- [Page text]
------------
As far as 4 solutions is concerned, why are you surprised? These are trig functions. Of course there are multiple solutions. In fact, there will be infinitely many solutions, but only 4 of them would be considered principal in any way.
Pick the solution you prefer. All 4 of them are technically solutions to your problem as posed. Very likely, only one of them will make sense in context of your particular problem. That might be the 3rd solution, where both angles will point in the first quadrant. But that is entirely your choice.
  1 Comment
John D'Errico
John D'Errico on 21 Sep 2024
Edited: John D'Errico on 22 Sep 2024
Think about it like this. Suppose you wanted to solve for the solution of
cos(x) == 0.5
Yes, you yould use acos. In fact, acos(0.5) yields one solution. We could call it the principal solution.
------------
- [Brief 1] From the forum thread on trig solutions, duplicate the passage from "Pick the solution" to "the principal solution.", word for word.
- [Brief 2] Quote every sentence in the forum thread on trig solutions that contains the plural word "solutions".
------------
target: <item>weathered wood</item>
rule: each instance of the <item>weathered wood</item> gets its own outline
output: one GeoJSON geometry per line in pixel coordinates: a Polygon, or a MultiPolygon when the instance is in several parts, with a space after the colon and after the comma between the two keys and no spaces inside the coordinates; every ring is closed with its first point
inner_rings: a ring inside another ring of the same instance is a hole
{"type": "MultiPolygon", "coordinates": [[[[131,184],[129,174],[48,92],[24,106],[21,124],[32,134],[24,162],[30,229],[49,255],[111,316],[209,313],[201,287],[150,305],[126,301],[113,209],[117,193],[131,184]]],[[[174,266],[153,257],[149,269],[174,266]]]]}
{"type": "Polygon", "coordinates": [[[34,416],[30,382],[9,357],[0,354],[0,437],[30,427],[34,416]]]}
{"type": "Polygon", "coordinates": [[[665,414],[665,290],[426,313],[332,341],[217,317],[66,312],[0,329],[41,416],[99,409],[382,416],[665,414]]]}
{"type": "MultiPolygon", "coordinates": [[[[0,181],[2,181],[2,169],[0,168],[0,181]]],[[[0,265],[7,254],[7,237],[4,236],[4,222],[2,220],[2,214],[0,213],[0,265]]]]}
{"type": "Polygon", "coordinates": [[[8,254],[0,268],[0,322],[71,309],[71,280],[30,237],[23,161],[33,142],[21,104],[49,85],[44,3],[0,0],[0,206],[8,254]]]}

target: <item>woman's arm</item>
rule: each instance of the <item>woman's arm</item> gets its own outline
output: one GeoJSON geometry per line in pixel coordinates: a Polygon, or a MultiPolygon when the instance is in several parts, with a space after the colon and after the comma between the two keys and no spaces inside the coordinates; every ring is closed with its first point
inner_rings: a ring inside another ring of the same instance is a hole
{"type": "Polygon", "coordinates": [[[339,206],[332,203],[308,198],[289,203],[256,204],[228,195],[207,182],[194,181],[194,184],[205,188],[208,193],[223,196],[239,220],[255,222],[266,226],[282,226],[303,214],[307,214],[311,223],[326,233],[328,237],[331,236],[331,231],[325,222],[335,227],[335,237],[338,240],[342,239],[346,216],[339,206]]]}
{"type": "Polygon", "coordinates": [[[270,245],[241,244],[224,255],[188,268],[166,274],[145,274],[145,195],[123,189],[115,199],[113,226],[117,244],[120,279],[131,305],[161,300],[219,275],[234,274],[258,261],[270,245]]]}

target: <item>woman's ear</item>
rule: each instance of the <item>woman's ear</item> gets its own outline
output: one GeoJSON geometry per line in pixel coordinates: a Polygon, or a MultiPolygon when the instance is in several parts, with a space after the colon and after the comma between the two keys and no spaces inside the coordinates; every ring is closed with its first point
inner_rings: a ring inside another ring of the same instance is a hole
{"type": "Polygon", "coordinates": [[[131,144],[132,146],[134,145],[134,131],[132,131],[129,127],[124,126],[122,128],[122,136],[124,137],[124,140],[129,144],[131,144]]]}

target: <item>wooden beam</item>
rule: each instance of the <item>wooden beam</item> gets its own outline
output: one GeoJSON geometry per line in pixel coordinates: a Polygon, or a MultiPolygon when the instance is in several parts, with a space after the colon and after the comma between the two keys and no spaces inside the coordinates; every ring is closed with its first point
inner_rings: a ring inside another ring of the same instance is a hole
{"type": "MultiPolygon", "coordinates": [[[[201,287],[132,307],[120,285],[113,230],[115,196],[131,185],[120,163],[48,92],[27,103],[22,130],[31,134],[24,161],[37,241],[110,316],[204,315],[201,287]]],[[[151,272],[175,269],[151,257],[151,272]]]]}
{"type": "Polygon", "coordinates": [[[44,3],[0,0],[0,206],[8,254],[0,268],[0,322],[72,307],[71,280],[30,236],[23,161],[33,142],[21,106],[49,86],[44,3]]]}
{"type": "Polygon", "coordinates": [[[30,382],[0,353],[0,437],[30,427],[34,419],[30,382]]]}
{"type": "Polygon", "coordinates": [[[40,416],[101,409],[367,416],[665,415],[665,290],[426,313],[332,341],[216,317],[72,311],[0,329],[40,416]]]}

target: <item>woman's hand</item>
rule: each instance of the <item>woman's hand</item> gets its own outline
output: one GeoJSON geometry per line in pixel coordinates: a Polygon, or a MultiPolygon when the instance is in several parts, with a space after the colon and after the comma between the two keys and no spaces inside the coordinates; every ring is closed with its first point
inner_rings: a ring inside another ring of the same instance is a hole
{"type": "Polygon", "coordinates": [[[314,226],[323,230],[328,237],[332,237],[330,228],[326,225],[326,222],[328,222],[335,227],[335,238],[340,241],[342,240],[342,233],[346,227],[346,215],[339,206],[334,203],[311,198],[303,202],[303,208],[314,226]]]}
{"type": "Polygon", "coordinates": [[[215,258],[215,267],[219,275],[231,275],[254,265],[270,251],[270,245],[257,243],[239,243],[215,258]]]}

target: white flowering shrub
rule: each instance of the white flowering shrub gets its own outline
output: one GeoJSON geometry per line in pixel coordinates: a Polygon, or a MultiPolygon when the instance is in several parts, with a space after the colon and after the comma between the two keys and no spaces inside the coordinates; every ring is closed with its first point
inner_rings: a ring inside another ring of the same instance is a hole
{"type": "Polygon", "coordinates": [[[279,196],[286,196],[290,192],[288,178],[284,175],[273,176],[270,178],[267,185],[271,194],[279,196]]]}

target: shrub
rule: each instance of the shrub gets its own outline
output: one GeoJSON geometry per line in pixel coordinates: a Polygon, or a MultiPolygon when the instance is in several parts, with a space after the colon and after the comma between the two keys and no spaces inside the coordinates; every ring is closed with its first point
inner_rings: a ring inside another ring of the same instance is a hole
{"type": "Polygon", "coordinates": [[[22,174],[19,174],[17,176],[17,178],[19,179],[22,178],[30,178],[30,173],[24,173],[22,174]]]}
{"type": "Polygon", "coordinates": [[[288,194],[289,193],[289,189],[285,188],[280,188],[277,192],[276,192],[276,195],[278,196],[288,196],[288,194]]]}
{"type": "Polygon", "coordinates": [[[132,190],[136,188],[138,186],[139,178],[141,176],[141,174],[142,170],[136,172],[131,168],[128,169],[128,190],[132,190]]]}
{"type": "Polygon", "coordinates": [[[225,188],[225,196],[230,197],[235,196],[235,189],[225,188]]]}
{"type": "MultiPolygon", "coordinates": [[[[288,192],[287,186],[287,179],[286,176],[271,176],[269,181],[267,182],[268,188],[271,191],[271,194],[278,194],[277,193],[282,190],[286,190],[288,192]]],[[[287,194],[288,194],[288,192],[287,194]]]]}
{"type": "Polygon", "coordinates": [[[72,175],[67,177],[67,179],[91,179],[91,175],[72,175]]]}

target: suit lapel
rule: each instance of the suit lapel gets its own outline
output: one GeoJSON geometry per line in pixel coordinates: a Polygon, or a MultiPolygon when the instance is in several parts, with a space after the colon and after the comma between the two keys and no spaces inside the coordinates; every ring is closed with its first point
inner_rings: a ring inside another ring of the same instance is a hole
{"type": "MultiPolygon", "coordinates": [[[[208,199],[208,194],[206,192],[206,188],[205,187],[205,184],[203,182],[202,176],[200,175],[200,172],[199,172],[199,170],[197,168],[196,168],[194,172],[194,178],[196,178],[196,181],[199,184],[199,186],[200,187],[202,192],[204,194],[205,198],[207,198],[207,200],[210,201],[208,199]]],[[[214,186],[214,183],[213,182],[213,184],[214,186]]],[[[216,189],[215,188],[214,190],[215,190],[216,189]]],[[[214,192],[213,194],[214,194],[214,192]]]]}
------------
- [Worked answer 1]
Pick the solution you prefer. All 4 of them are technically solutions to your problem as posed. Very likely, only one of them will make sense in context of your particular problem. That might be the 3rd solution, where both angles will point in the first quadrant. But that is entirely your choice.
  1 Comment
John D'Errico
John D'Errico on 21 Sep 2024
Edited: John D'Errico on 22 Sep 2024
Think about it like this. Suppose you wanted to solve for the solution of
cos(x) == 0.5
Yes, you yould use acos. In fact, acos(0.5) yields one solution. We could call it the principal solution.

- [Worked answer 2]
- As far as 4 solutions is concerned, why are you surprised?
- Of course there are multiple solutions.
- In fact, there will be infinitely many solutions, but only 4 of them would be considered principal in any way.
- All 4 of them are technically solutions to your problem as posed.